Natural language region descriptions
========================================

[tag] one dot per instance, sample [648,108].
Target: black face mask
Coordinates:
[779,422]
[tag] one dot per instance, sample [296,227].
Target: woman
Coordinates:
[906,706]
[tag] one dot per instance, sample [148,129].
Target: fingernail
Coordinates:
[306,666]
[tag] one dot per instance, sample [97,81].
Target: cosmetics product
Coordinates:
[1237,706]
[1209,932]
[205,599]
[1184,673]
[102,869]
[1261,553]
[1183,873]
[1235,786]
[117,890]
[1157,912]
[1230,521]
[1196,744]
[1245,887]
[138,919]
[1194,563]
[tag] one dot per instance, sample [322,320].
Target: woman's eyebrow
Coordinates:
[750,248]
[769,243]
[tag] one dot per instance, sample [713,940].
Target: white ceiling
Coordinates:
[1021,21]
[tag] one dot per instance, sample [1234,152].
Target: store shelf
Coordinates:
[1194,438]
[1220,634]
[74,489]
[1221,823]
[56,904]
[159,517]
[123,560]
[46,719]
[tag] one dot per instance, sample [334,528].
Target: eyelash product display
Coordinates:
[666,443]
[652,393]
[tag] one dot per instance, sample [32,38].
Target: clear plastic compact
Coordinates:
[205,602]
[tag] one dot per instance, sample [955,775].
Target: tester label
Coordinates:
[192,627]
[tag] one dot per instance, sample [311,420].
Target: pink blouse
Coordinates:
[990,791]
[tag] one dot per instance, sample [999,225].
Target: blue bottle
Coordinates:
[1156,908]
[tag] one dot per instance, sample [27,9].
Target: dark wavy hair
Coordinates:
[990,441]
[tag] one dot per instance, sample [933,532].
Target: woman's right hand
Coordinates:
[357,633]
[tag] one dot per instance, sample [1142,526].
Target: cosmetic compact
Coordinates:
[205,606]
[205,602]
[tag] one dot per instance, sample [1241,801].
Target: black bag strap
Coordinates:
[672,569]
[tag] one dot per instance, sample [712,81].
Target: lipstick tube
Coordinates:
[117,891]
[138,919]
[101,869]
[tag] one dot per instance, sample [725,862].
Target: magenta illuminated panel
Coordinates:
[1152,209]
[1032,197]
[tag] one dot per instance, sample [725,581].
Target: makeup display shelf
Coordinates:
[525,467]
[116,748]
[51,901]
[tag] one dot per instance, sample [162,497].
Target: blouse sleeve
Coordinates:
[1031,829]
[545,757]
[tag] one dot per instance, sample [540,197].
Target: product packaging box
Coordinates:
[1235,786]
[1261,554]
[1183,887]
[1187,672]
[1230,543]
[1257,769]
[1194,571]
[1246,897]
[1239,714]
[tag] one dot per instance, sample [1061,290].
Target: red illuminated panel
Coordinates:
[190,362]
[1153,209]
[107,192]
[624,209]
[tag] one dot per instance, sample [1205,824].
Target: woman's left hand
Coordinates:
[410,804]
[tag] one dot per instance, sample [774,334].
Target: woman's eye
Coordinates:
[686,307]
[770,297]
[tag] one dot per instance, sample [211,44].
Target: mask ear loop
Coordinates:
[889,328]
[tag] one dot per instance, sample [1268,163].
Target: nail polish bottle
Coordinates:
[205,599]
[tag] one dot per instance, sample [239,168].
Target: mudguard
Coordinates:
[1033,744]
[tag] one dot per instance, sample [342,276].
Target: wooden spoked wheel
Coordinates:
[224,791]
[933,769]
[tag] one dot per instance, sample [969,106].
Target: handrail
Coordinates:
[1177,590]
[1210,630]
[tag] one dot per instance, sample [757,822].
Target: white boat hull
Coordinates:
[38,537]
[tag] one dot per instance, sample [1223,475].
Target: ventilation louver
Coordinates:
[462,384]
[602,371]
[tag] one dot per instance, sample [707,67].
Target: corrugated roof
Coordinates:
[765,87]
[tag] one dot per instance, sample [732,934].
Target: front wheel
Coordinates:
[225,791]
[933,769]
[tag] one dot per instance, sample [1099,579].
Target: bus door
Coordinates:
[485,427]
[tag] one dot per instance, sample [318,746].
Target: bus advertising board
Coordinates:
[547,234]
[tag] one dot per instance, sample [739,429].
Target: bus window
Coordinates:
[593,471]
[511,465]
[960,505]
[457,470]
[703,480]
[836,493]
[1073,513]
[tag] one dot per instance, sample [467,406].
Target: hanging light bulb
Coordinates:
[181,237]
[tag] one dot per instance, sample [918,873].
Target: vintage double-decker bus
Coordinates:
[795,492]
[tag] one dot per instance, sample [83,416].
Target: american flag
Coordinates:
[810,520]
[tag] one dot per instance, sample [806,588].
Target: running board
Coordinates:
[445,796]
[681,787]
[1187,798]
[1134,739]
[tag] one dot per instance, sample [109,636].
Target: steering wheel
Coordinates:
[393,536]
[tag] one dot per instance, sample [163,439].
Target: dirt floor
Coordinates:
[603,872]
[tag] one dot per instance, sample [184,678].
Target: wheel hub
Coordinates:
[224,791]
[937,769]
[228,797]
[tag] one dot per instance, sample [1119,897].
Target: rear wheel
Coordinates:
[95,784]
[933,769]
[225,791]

========================================

• **EXERCISE DETAILS**
Look through the entries above. Extract each line with the word "display".

• **WRITTEN REPLY**
Target: eyelash product display
Target: makeup display shelf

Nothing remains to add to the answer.